Retype each entry below, keeping every character the same.

::: Information provided

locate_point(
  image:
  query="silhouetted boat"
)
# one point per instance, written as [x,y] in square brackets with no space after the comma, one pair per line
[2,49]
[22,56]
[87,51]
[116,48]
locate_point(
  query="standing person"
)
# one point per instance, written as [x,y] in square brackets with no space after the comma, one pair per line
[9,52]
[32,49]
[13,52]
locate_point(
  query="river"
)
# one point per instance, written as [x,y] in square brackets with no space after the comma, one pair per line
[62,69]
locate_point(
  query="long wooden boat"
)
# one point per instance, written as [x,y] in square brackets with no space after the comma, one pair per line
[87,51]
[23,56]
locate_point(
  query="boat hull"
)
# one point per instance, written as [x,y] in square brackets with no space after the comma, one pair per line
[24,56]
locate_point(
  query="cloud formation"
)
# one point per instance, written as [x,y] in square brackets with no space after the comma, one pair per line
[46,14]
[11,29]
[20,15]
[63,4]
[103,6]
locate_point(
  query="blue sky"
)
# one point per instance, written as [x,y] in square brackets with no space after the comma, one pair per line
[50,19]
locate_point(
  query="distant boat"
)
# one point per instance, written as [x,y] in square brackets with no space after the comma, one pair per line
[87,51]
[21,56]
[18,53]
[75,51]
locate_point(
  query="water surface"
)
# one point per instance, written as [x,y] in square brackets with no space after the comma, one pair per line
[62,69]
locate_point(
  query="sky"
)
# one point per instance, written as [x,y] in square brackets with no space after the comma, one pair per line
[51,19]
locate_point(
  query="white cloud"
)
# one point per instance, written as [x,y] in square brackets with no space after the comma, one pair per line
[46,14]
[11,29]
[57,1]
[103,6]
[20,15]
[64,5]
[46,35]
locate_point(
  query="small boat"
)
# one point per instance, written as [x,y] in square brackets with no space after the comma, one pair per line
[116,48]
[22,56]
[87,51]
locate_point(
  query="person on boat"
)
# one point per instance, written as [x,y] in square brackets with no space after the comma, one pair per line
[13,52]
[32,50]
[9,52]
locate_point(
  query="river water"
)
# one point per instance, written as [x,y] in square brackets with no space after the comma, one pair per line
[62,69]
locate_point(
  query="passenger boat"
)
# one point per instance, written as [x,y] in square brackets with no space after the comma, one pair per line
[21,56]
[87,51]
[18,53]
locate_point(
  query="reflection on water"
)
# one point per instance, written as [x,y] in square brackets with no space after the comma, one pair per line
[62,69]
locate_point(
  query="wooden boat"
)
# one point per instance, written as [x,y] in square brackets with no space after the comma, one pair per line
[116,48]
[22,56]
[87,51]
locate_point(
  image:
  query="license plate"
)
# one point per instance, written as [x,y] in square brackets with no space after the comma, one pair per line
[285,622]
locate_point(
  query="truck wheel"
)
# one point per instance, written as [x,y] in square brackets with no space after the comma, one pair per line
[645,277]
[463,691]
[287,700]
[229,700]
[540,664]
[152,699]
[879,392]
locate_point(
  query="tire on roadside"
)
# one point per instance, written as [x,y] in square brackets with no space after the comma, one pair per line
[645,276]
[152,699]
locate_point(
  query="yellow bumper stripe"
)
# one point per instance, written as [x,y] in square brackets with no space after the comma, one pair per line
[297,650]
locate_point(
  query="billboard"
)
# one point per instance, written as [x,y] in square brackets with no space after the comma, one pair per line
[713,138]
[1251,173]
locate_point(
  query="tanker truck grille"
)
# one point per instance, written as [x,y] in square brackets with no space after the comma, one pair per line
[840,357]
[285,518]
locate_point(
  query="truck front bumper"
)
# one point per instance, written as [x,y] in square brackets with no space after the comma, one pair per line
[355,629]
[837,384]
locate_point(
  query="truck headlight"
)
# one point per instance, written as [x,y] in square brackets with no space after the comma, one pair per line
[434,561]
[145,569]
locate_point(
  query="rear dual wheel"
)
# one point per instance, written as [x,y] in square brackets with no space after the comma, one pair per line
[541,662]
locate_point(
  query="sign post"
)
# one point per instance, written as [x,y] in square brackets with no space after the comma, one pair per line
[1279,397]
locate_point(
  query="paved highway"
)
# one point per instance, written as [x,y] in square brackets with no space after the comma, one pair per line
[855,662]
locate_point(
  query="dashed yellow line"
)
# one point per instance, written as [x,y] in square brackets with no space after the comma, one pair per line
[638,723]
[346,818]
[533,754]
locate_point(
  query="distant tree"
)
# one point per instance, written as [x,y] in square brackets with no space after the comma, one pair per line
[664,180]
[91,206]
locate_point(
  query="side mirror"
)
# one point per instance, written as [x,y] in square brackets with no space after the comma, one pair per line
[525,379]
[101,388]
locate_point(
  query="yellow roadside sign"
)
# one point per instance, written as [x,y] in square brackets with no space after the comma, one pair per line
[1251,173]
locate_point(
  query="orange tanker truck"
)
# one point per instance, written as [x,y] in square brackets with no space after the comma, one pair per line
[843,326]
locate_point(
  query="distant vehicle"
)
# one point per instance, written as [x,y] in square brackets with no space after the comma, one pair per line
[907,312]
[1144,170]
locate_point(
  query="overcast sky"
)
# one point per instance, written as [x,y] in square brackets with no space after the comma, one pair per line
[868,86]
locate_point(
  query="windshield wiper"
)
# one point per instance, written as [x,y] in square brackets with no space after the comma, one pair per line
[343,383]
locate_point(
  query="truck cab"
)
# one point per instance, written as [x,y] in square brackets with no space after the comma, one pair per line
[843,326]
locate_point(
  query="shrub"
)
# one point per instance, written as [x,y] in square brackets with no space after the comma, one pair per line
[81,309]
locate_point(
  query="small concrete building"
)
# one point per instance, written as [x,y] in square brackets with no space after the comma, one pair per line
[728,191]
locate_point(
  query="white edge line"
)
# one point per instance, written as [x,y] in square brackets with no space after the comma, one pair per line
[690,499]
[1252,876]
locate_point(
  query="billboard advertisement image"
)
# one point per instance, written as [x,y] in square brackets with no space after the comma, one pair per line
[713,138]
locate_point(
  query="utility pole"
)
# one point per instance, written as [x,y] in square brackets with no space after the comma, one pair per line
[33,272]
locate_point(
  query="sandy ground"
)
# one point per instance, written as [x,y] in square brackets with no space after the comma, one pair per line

::::::

• [Full answer]:
locate_point(
  image:
  query="silhouetted boat"
)
# one point per instance, written as [x,y] in square brackets with no space after the comma, one pair per line
[2,49]
[22,56]
[87,51]
[116,48]
locate_point(
  query="standing person"
)
# one point per instance, written as [x,y] in square brackets with no space after the comma, one pair per line
[9,52]
[32,49]
[13,52]
locate_point(
  query="river"
)
# one point per instance, written as [x,y] in square brackets with no space after the comma, one pair per line
[62,69]
locate_point(
  query="long wooden boat"
)
# one point per instance, written as [x,y] in square brackets with no space after the comma, one pair per line
[87,51]
[23,56]
locate_point(
  query="boat hull"
)
# one point per instance, written as [x,y] in square brackets with no space after the comma, one pair per line
[24,56]
locate_point(
  query="cloud formation"
)
# one point per instance, written as [x,y] in square brackets with no space after the comma, one pair per line
[46,14]
[11,29]
[20,15]
[63,4]
[103,6]
locate_point(
  query="blue sky"
)
# one point per instance, written as [x,y] in square brackets with no space after the comma, one pair per line
[50,19]
locate_point(
  query="distant boat"
)
# one point per instance, written as [x,y] in square brackets with no space after the comma, one pair per line
[87,51]
[21,56]
[18,53]
[75,51]
locate_point(
  query="water surface"
)
# one point per instance, written as [x,y] in square brackets with no space after the comma, one pair per line
[62,69]
locate_point(
  query="sky"
)
# one point per instance, written as [x,y] in square brackets with no space after the comma, one pair per line
[51,19]
locate_point(
  query="white cloud"
)
# one point per instance, written as [x,y] in square brackets with no space after the comma, one pair per line
[46,14]
[11,29]
[57,1]
[103,6]
[20,15]
[64,5]
[46,35]
locate_point(
  query="small boat"
)
# one point per instance, written as [x,y] in square brackets with no space after the comma, one pair per line
[116,48]
[22,56]
[87,51]
locate_point(
  query="person on boat"
)
# one point per instance, written as [x,y] in square brackets with no space after the comma, one pair per line
[13,52]
[32,50]
[9,52]
locate_point(
  query="river water"
)
# one point per instance, written as [x,y] in square brackets with no space after the comma, one pair per line
[62,69]
locate_point(
  query="passenger boat"
)
# one point per instance, written as [x,y] in square brackets with no space after the comma, one pair per line
[21,56]
[87,51]
[18,53]
locate_point(
  query="reflection on water"
)
# one point per instance, written as [x,y] in square brackets with no space after the comma, one pair per line
[62,69]
locate_point(
  query="wooden boat"
)
# one point per instance, written as [x,y] in square brackets with no space after the comma, one pair per line
[116,48]
[22,56]
[87,51]
locate_point(
  image:
  query="license plate"
)
# one point per instance, written as [x,y] in square brackets with no space after the comma, one pair per line
[285,622]
locate_point(
  query="truck wheel"
)
# one point per instance, written as [x,y] in square brackets with no space after the comma, one pair per line
[645,277]
[463,691]
[287,700]
[229,700]
[540,664]
[152,699]
[879,392]
locate_point(
  query="tire on roadside"
)
# one point per instance, written as [x,y] in square brackets with no space after the comma, one pair per line
[645,276]
[152,699]
locate_point(
  query="yellow bumper stripe"
)
# one point per instance, written as [x,y] in square brackets with no space after the comma, one pair per line
[297,650]
locate_point(
  query="billboard"
)
# one point per instance, written as [x,y] in square brackets with no space after the comma, one pair per line
[713,138]
[1251,173]
locate_point(
  query="tanker truck grille"
)
# one point per instance, written as [x,y] in square brackets with no space after the comma, one pair per line
[840,357]
[285,518]
locate_point(
  query="truck front bumper"
)
# one point per instance, written as [x,y] in square brackets with no space after the comma, one pair per line
[355,629]
[837,384]
locate_point(
  query="truck headlight"
)
# one point per instance, written as [x,y] in square brackets with no space after the comma, one pair per line
[434,561]
[145,569]
locate_point(
  query="rear dual wheel"
)
# one point per instance, written as [x,y] in square brackets with no space after the comma, one pair per line
[541,662]
locate_point(
  query="sign post"
)
# one point per instance, written as [x,y] in square brackets with no space after the comma, one pair per line
[1279,397]
locate_point(
  query="paved highway"
)
# one point per instance, written as [x,y] in square brackets with no space after the comma, one pair per line
[855,662]
locate_point(
  query="dashed yellow line"
)
# one point per instance, written as [x,y] in square brackets with no space after the comma, one pair per line
[638,723]
[346,818]
[533,754]
locate_point(
  query="distant tree"
)
# one point per instance, written as [x,y] in square brackets with no space after the comma, one pair per line
[664,180]
[91,206]
locate_point(
  query="side mirror"
)
# one point per instance, written as [x,y] in square brackets with no space after the comma, one pair per line
[525,379]
[101,388]
locate_point(
  query="yellow roadside sign"
)
# one point per instance, written as [x,y] in square brackets with no space after the comma, one pair per line
[1251,173]
locate_point(
  query="orange tanker truck"
)
# one point per instance, written as [x,y] in square brackets with no space after the comma, one pair per line
[843,326]
locate_point(
  query="distant vehicle"
)
# one point per instance, written as [x,y] in square brackets with no space after the comma, one pair per line
[907,312]
[1144,170]
locate_point(
  query="overcast sky"
)
# one point per instance, written as [x,y] in square brackets with no space after the comma, one pair per line
[868,86]
locate_point(
  query="windshield wiper"
)
# one point per instance, written as [x,y] in square brackets with no space after the comma, one pair per line
[343,383]
locate_point(
  query="truck cab"
)
# one point per instance, written as [x,y] in square brackets with no space after the comma, one pair per line
[843,326]
locate_point(
  query="shrub"
)
# one point per instance, written as [x,y] in square brackets with no space after the comma, one pair per line
[81,309]
locate_point(
  query="small concrete building"
)
# one point per instance, written as [x,y] in square brackets with no space after the comma, one pair per line
[728,191]
locate_point(
  query="white edge line"
)
# one point per instance, written as [x,y] in square brackets with no space after the comma, one pair per line
[690,499]
[1252,876]
locate_point(
  query="billboard advertisement image"
)
# one point per instance, written as [x,y] in square brackets with no space after the comma, one pair per line
[713,138]
locate_point(
  query="utility pole"
)
# one point per instance, written as [x,y] in square brackets with no space after the comma, one pair per line
[33,272]
locate_point(
  query="sandy ground"
)
# one point per instance, written as [x,y] in square brackets with no space after the comma, one pair per line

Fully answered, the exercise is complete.